*Exercices à résoudre*
• 1. Peux-tu reproduire à l'identique les lignes des enregistrements, de celle qui contient "Where can you find the planter" jusqu'à la fin des enregistrements, les deux bornes comprises ? Laisse les images de côté dans ta réponse.
• 2. Peux-tu prolonger le texte sur la soufflerie de Modane-Avrieux à partir de sa dernière phrase ?

*Texte fourni*

═══

Elle est récupérée en 1945 à Ötztal en Autriche où son assemblage était à son début, puis installée à Modane-Avrieux.
Histoire
Avant même la Seconde Guerre mondiale, commence à se poser le problème de l'expérimentation des aéronefs dans de grandes veines à des vitesses élevés. Les puissances demandées d'au moins 50 000 kW sont difficiles voire impossibles à prélever sur un réseau électrique surtout quasiment instantanément. Dès 1939, les ingénieurs Henri Girerd et Marcel Pierre proposent au Groupement français de recherche en aéronautique (GRA, futur ONERA) de relier directement les ventilateurs à des turbines hydrauliques mais le projet reste sans suite en ces temps troublés[1].
En Allemagne en 1934, dans le cadre de l'effort de guerre, le Centre d’essais d'Ottobrunn est prévu. Il doit être muni d'une soufflerie continue de grande taille mais l’impossibilité de prélever l'énorme puissance requise sur le réseau électrique local impose un déplacement sur un emplacement disposant de la possibilité d'alimenter directement la soufflerie par des turbines hydrauliques, décision prise en 1940. La construction est entreprise en 1942 par les entreprises Dingler et MAN[2].

En 1945, une mission d'investigation est envoyée par le GRA en Autriche et en Allemagne. Elle est dirigée par le chef du département aérodynamique Louis Girerd[3],[2]. Le 11 août 1945, il prévient le directeur du GRA de la découverte sur le versant est de l'Arlberg de la gigantesque soufflerie en construction de 100 000 ch utilisant deux turbines Pelton alimentées par une chute de 650 m. Une turbine est montée, le quart de la tôlerie est en place et les arbres usinés[2]. Le directeur du GRA a trois options : la terminer sur place ce qui en 1945 n'est pas vraiment dans l'air du temps, la détruire ce qui n'est guère plus envisageable et enfin, la ramener en France. Le Ministère de l'Air consulté donne dès le 22 septembre le feu vert au transfert[1].

═══

*Données d'entrée*
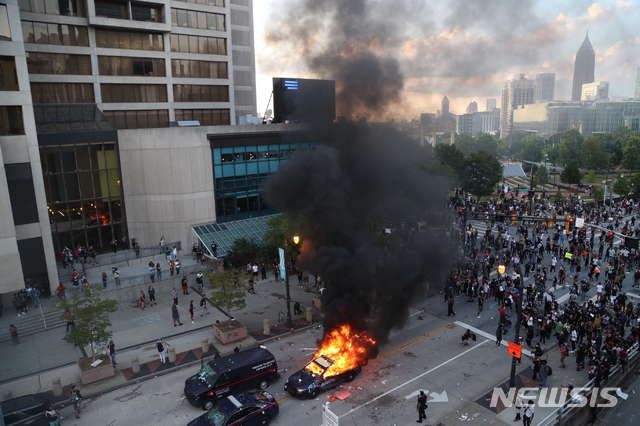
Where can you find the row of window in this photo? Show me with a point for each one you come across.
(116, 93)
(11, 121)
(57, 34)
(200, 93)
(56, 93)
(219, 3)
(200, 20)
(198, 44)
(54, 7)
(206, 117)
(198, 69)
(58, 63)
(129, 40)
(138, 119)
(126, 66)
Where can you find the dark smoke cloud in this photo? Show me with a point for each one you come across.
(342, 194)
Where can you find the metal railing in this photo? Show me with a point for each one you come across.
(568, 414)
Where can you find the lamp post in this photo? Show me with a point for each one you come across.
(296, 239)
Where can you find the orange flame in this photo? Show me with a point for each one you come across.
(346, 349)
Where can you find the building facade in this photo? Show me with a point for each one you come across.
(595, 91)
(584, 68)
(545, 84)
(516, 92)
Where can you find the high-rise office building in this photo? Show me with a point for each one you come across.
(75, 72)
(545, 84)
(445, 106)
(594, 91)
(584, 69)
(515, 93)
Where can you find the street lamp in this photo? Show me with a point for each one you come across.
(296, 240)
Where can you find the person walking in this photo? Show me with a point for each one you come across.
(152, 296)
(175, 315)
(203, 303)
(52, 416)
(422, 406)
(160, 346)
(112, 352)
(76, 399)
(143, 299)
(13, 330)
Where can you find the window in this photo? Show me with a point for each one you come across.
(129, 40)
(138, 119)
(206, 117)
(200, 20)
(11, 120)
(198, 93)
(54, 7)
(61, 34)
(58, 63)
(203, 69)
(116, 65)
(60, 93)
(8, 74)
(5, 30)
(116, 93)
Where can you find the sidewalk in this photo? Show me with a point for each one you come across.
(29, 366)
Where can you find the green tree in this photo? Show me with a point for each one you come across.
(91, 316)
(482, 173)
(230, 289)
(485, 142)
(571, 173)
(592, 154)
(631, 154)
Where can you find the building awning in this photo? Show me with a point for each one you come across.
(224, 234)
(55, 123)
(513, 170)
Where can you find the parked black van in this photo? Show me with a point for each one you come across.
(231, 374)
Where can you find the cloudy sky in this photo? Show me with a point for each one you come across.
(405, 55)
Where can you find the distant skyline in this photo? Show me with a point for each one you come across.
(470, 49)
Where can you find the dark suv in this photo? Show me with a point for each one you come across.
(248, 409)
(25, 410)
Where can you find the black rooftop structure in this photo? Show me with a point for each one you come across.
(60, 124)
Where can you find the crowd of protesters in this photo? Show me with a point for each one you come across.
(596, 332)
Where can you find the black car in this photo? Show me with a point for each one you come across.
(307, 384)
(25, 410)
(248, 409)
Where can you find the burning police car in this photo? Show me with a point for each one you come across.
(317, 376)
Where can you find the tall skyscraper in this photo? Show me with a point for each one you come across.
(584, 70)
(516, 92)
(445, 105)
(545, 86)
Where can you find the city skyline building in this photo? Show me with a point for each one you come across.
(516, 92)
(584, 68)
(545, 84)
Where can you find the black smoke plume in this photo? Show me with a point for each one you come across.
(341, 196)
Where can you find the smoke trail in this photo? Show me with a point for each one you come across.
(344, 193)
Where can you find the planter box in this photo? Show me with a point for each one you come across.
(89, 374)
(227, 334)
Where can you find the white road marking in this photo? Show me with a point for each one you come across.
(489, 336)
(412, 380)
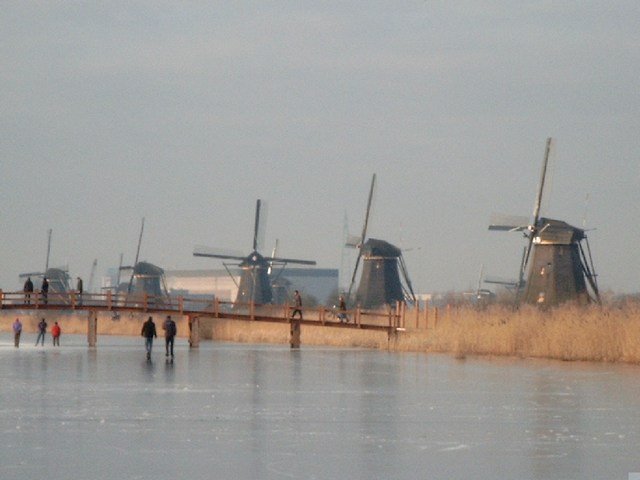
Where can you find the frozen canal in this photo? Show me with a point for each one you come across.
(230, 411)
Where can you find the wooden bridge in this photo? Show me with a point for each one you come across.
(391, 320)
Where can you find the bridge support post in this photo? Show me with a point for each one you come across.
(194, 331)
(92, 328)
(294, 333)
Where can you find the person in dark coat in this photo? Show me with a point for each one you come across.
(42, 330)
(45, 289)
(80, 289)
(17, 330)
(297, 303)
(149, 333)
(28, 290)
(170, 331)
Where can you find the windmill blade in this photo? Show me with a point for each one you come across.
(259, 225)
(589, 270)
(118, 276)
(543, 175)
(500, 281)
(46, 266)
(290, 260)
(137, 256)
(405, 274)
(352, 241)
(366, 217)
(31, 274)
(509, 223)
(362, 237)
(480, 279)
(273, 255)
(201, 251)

═══

*Réponses attendues*
• 1.
Where can you find the planter box in this photo? Show me with a point for each one you come across.
(89, 374)
(227, 334)
Where can you find the white road marking in this photo? Show me with a point for each one you come across.
(489, 336)
(412, 380)
Where can you find the frozen canal in this photo? Show me with a point for each one you come across.
(230, 411)
Where can you find the wooden bridge in this photo? Show me with a point for each one you come across.
(391, 320)
Where can you find the bridge support post in this photo? Show me with a point for each one you come across.
(194, 331)
(92, 328)
(294, 333)
Where can you find the person in dark coat in this photo? Show me with a point for each one you come across.
(42, 330)
(45, 289)
(80, 289)
(17, 330)
(297, 303)
(149, 333)
(28, 290)
(170, 331)
Where can you find the windmill blade in this photo? Show me with a point for each one you come across.
(259, 225)
(589, 270)
(118, 276)
(543, 175)
(500, 281)
(46, 266)
(290, 260)
(137, 256)
(405, 274)
(352, 241)
(366, 217)
(31, 274)
(509, 223)
(362, 237)
(480, 279)
(273, 255)
(201, 251)

• 2.
Le directeur de la soufflerie en construction proteste contre ce démontage et demande à en faire un centre international d'études aérodynamiques en Autriche. Le GRA qui n'a rien contre le centre international mais pas en Autriche reste sur sa position[1].
Le matériel est éparpillé en l’Allemagne. Les arbres sont à Essen en zone d'occupation anglaise dans une usine Krupp rasée par les bombardements et les paliers d'arbres et d'autres matériels ont été évacués vers Stuttgart au moment de l'avance des troupes alliées et se trouvent en zone américaine. Au moment où les cinq wagons vont rentrer en zone française, un ordre du gouvernement américain envoie les composants aux États-Unis. Les Anglais laissent les Français récupérer les arbres et, grâce à l’intervention de Theodore von Kármán, les Américains renvoient les paliers[1].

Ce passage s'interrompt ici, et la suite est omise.